**Data records:**
#####
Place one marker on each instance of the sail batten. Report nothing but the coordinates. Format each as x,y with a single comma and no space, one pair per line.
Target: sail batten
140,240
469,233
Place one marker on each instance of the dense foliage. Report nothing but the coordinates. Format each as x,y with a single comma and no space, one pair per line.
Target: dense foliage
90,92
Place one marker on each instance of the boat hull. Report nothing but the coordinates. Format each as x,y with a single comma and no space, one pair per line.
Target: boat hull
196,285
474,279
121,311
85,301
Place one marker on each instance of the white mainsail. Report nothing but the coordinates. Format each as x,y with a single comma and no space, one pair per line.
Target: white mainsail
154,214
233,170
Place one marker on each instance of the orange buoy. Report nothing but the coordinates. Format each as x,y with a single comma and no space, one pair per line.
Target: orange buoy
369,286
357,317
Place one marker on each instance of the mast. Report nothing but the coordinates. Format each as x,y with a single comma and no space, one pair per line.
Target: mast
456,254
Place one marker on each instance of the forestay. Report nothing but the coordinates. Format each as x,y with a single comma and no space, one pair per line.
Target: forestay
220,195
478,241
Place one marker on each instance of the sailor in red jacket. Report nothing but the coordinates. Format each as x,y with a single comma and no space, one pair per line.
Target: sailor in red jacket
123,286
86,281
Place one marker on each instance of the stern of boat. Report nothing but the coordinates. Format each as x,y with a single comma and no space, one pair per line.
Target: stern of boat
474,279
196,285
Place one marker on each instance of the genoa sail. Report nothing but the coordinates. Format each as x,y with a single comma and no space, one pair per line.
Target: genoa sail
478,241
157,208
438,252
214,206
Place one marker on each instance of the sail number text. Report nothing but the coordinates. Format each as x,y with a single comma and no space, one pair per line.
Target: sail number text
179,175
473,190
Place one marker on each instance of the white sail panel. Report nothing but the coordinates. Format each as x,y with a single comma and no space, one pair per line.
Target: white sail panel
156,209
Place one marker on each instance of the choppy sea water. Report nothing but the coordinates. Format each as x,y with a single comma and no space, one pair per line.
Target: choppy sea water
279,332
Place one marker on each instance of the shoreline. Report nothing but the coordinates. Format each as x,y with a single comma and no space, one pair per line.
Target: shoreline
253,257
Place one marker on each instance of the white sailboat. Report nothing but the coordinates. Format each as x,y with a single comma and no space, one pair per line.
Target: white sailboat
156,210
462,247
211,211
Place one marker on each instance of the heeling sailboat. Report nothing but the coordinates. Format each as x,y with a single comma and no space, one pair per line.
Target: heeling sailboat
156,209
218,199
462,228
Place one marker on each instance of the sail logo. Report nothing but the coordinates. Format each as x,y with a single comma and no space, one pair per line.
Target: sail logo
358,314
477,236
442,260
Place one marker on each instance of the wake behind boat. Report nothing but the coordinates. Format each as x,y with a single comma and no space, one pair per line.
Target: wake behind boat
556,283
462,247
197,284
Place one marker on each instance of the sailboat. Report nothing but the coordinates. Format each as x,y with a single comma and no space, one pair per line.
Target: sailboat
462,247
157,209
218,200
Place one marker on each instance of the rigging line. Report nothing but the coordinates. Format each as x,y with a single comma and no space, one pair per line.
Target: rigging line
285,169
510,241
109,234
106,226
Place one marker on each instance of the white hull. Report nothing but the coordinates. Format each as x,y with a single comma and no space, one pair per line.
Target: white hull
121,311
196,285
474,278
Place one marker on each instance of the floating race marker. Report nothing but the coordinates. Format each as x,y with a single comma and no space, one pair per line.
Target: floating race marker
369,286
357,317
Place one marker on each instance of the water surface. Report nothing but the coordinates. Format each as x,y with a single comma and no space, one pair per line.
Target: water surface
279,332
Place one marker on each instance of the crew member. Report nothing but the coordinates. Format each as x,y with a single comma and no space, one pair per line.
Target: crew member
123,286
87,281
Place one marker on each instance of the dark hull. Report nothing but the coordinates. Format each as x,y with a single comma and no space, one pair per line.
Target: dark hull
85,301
#####
**Work instructions:**
Please repeat the listing above in full and exactly.

**Exercise answer:**
Place one marker on each instance of the sail batten. Report nothing but the coordinates. Format each as x,y with a single comma and no space, one pair per line.
Target: sail batten
140,240
469,233
Place one marker on each instance of the dense foliage. Report nothing but the coordinates. Format each as x,y with a single comma and no space, one pair per line.
Target: dense foliage
90,92
Place one marker on each instance of the boat hull. Report nothing but the coordinates. Format each as x,y with a single comma and no space, one pair per line.
Target: boat hull
196,285
474,279
121,311
85,301
Place one marker on each instance of the white mainsail. Report nothing but the coordinates. Format each as x,y with a single comma and no space, one pair per line.
Target: white mainsail
154,214
233,170
Place one marker on each instance of the orange buoy. Report nothing but the coordinates. Format each as x,y with a single comma and no space, one pair per line.
Target: orange buoy
369,286
357,317
Place one marker on each instance of the mast. Report nothing but the coordinates. Format each as x,y with a single comma and no space, one pair per line.
Target: mast
456,254
Place one marker on each instance of the forestay. Report nothing but the coordinates. Format each as x,y with a single comma and no space, one pair per line.
Target: forestay
220,195
478,241
Place one marker on each instance of the sailor in red jacket. Report nothing but the coordinates. Format each as x,y with a single comma and no space, one pair per line.
Target: sailor in red jacket
123,286
86,281
Place one marker on each instance of the stern of boat. Report nothing but the coordinates. Format each as x,y with a single comma and no space, one pair per line.
Target: stern of boat
474,279
196,285
Place one marker on each instance of the genoa sail. Report nothing but the coordinates. Format each as x,y with a single comma and no space, one pair per line.
Target: genoa sail
478,241
157,208
438,252
214,206
Place one marker on each instance of the sail number text. Report nothing but the coordinates. Format each as x,y with a single comma and no space, one pair per line.
Target: sail number text
179,175
473,190
Place one marker on each instance of the white sail panel. Report nothing but the coordinates. Format each as x,y with a single comma and no space, one pair per line.
Target: white sail panel
156,209
Place one marker on each instance of the choppy sea water. Report nothing but the coordinates. Format each as x,y with a single comma and no space, one pair per line.
Target: choppy sea water
279,332
Place one marker on each instance of the shoreline. Report nothing but the coordinates. Format each as x,y with a single comma and no space, one pair per line.
Target: shoreline
253,257
Place one marker on each instance of the white sailboat. Report nothing but the coordinates. Format each as x,y with a single comma and no space, one pair per line.
Target: white sailboat
156,210
462,247
211,211
Place one marker on each instance of the heeling sailboat. Report nothing but the coordinates. Format each as x,y with a single comma and no space, one pair per line.
Target: heeling sailboat
156,209
218,199
462,228
Place one marker on each instance of the sail logo. Report nothing but the coordinates. Format each as x,y with a single comma and no space, one pair per line.
Target: sail logo
358,314
477,236
442,260
Place one marker on each instance of the wake behind boat. Report nothing but the coordinates. Format each as x,y with a single comma and no space, one pair per line.
Target: wake behind boat
556,283
462,247
197,284
Place one marker on each instance of the sailboat. Report nothing but the coordinates. Format each as x,y with a single comma and no space, one pair per line.
Target: sailboat
462,247
157,209
218,200
Place one marker on each instance of the rigging line. Report nothing but the coordinates. Format each as x,y with a single comma and no space, one pair per line.
Target: rigging line
285,169
510,241
109,234
106,226
Place one marker on each instance of the white hull. Report nothing but the coordinates. Format each as x,y with a single comma and no space, one pair per line.
Target: white hull
121,311
196,285
474,278
Place one marker on each instance of the floating race marker. Report nothing but the coordinates. Format each as x,y with a single comma and no space, one pair per line.
Target: floating race marker
369,286
357,317
Place one marker on each instance of the water surface. Report nothing but the coordinates. Format each as x,y with a single comma and no space, one pair per line.
Target: water surface
279,332
Place one marker on each instance of the crew member. Report nothing but the coordinates. Format each as x,y with a single comma and no space, one pair per line.
Target: crew member
123,286
87,281
Place one marker on each instance of the dark hull. Report nothing but the coordinates. Format each as x,y with a single comma and no space, one pair per line.
Target: dark hull
85,301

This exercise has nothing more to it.